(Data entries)
-- Opening Marker --
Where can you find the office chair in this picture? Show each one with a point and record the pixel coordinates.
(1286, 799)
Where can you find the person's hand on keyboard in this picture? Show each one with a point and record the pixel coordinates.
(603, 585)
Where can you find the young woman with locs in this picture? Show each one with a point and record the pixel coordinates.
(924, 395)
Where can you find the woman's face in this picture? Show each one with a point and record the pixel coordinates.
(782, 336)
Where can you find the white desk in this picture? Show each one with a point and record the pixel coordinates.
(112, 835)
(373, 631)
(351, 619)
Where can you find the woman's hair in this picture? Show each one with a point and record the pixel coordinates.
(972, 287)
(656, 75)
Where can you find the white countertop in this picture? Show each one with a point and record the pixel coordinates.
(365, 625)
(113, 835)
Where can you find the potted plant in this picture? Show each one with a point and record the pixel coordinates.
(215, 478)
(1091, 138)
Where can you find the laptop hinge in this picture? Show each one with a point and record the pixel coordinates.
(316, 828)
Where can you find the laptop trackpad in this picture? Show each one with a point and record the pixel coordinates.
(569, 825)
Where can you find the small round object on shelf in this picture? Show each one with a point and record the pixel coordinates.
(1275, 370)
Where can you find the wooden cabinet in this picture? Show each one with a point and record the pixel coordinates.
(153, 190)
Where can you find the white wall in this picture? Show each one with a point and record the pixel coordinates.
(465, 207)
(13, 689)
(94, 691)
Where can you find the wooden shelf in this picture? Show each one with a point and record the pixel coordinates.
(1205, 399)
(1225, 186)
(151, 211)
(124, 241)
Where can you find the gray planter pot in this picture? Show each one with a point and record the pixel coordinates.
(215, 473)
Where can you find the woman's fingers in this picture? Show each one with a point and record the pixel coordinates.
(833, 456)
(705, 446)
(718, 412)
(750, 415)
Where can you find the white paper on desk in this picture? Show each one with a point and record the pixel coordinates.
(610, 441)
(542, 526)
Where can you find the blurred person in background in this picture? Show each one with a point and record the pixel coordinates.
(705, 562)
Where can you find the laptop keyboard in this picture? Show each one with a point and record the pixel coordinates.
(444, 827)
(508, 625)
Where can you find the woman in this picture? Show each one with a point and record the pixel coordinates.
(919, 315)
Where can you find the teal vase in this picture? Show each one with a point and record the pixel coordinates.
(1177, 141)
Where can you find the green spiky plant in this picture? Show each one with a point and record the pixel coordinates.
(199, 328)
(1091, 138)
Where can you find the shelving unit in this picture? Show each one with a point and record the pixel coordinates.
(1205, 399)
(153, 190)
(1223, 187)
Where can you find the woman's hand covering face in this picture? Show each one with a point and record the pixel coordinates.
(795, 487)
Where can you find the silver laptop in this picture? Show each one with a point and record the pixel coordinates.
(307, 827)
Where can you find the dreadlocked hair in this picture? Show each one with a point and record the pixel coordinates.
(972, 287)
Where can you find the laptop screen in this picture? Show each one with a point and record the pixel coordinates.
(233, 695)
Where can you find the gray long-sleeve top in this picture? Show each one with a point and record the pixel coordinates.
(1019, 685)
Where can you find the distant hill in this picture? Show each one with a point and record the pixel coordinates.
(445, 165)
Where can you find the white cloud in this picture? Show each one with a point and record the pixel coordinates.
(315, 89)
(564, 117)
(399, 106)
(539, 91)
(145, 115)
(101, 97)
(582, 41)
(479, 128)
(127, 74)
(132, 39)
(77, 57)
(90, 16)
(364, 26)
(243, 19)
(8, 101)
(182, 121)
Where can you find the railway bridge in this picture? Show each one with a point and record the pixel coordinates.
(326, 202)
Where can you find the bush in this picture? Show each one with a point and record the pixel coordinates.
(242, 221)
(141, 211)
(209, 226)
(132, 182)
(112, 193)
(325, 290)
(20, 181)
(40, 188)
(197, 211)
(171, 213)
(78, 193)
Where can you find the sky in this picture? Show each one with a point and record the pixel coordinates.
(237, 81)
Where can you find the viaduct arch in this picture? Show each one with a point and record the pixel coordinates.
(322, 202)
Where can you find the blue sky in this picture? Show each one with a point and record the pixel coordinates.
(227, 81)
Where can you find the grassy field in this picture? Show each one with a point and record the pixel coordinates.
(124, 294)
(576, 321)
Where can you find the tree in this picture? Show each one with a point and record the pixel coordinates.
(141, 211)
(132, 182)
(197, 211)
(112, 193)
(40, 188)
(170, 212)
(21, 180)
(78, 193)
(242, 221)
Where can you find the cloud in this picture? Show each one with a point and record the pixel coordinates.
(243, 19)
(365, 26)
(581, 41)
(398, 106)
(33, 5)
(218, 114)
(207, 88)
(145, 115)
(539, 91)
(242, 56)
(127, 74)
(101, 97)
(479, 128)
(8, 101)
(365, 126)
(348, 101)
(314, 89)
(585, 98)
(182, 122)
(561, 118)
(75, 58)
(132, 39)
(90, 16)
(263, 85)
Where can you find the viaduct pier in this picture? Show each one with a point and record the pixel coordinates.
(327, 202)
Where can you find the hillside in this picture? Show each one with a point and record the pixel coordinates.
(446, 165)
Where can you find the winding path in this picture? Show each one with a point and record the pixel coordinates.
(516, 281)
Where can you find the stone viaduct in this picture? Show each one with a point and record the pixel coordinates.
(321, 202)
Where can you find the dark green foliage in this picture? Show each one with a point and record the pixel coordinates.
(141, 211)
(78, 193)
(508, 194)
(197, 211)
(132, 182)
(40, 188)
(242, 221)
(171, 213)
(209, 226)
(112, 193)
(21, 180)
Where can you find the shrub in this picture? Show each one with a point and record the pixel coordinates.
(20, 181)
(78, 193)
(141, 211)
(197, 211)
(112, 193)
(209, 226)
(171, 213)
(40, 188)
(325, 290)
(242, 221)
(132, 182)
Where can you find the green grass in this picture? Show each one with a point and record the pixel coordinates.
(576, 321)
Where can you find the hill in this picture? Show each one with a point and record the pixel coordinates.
-- Closing Marker --
Give back every line of the data exactly.

Where can you find the office chair in this picture? Show each one with a point and record the pixel coordinates.
(1286, 799)
Where can you find the person's hand on keyboard in this picture? Show each one with a point and record the pixel coordinates.
(603, 585)
Where can you find the young woman with locs in this picture? Show each one with a point and record the pixel coordinates.
(924, 395)
Where can you find the woman's face in this picture? Show each one with a point and record the pixel coordinates.
(782, 336)
Where can you find the white desk in this picture? Show each one with a point and record the pixel coordinates.
(112, 835)
(373, 631)
(351, 619)
Where can you find the woman's hair in this picture? Show each one with a point and record the pixel coordinates.
(972, 287)
(656, 75)
Where can you find the white countertop in this picture? Show each one with a point and record the pixel coordinates.
(365, 625)
(113, 835)
Where can you find the potted plant in this picture? Show each one with a point and record the pixel coordinates.
(215, 478)
(1091, 138)
Where can you find the laptop hinge in this picture? Show each one with a point and record the pixel coordinates.
(316, 828)
Where can you find the laptop trackpad in this picture? Show each one with a point and record the pixel coordinates.
(569, 825)
Where can you find the small round object on shelf in this picture? Show each one with a point and record the pixel coordinates.
(1275, 370)
Where can you find the wooden cabinet in this picture? Show each one with a point and record the pixel coordinates.
(153, 190)
Where can you find the white wall in this picture? Show each one with a point and record the pixel coordinates.
(465, 207)
(13, 689)
(94, 691)
Where can you find the wooden shelf in this picture? Show each one with a point and record the pixel coordinates.
(1205, 399)
(1225, 186)
(151, 211)
(124, 241)
Where can you find the gray planter pot in this picture? Show each one with a point and record the pixel coordinates.
(215, 473)
Where can you find the woman's fingers in this picture? Show each one with a point and record the pixel coordinates.
(833, 456)
(705, 446)
(718, 412)
(750, 415)
Where can you find the white paper on desk in this picture? Show each one with a point and record the pixel coordinates.
(610, 441)
(542, 526)
Where can you find the blurred person in background in this picture? Show each one with a point and record the pixel coordinates.
(705, 562)
Where can you find the laptop keyboard in this picture? Show each one with a point and record the pixel coordinates.
(444, 827)
(508, 625)
Where can you find the woman in this picture? Show each one with a point and record the pixel coordinates.
(919, 315)
Where can you find the teal vase in this picture? Show each one with a point and record the pixel coordinates.
(1177, 141)
Where can you find the green spiky plant in this picture? Show each one with a point and record the pixel coordinates.
(199, 328)
(1091, 138)
Where can you find the shelving unit in this picture? Show each one with a point and record the pixel coordinates.
(1205, 399)
(153, 190)
(1223, 187)
Where can you find the woman's hand covering face in this picture? Show each one with a point and record the pixel coordinates.
(795, 487)
Where can you find the silver laptop in this picture? Show each one with a point and record the pixel coordinates.
(307, 827)
Where can you find the dreadlocked hair in this picture? Show each one with a point and record the pixel coordinates.
(972, 287)
Where can you find the laptop screen in this picture? Show each one with a point and record the pixel coordinates.
(233, 695)
Where can you find the gray long-sleeve top in this picture? Show each one with a point and record the pixel coordinates.
(1019, 685)
Where can you find the distant hill in this picture? Show each one with a point and record the pixel coordinates.
(445, 165)
Where can you find the white cloud in this picture? Show each one with a point and record the pixel coordinates.
(315, 89)
(564, 117)
(399, 106)
(539, 91)
(145, 115)
(101, 97)
(582, 41)
(479, 128)
(127, 74)
(132, 39)
(77, 57)
(90, 16)
(364, 26)
(243, 19)
(8, 101)
(182, 121)
Where can you find the railway bridge in this picture? Show each one with a point and record the pixel coordinates.
(326, 202)
Where can you find the bush in this picture? Show each one with a point and record the pixel coordinates.
(242, 221)
(141, 211)
(209, 226)
(132, 182)
(112, 193)
(325, 290)
(20, 181)
(40, 188)
(197, 211)
(171, 213)
(78, 193)
Where can you find the sky in this picture? Show each one with a point and record the pixel coordinates.
(237, 81)
Where can you find the viaduct arch in this picture? Show each one with a point and record the pixel coordinates.
(322, 202)
Where can you find the blue sky in this picture? Show each one with a point and record the pixel coordinates.
(227, 81)
Where can you find the grassy field in this picture? Show each one with a point and record the pixel coordinates.
(124, 294)
(576, 321)
Where can you find the tree in this picture? Show each one with a point and record the pixel coordinates.
(141, 211)
(132, 182)
(197, 211)
(112, 193)
(40, 188)
(170, 212)
(21, 180)
(78, 193)
(242, 221)
Where can you find the cloud in this picture? Show each one with a point and record the pixel coordinates.
(243, 19)
(365, 26)
(581, 41)
(398, 106)
(33, 5)
(218, 114)
(207, 88)
(145, 115)
(539, 91)
(242, 56)
(127, 74)
(101, 97)
(479, 128)
(8, 101)
(365, 126)
(348, 101)
(314, 89)
(585, 98)
(182, 122)
(561, 118)
(75, 58)
(132, 39)
(90, 16)
(263, 85)
Where can you find the viaduct pier in this picture? Show each one with a point and record the pixel coordinates.
(327, 202)
Where can you find the hillside in this picture? Show each one with a point and record the pixel coordinates.
(446, 165)
Where can you find the winding path in this picture? Show each one with a point and record the pixel coordinates.
(516, 281)
Where can you find the stone viaduct in this picture? Show each one with a point and record the pixel coordinates.
(321, 202)
Where can you find the dark green foliage in this picture? Show each one with a point and record the pixel coordinates.
(141, 211)
(78, 193)
(508, 194)
(197, 211)
(132, 182)
(40, 188)
(242, 221)
(171, 213)
(209, 226)
(112, 193)
(21, 180)
Where can you find the shrub in this picture? Show each one with a point and record the pixel coordinates.
(20, 181)
(78, 193)
(141, 211)
(197, 211)
(112, 193)
(209, 226)
(171, 213)
(40, 188)
(325, 290)
(242, 221)
(132, 182)
Where can you find the green grass in this picture? Show each one with a point and record the pixel coordinates.
(576, 321)
Where can you find the hill in this picture? Show each one with a point and record the pixel coordinates.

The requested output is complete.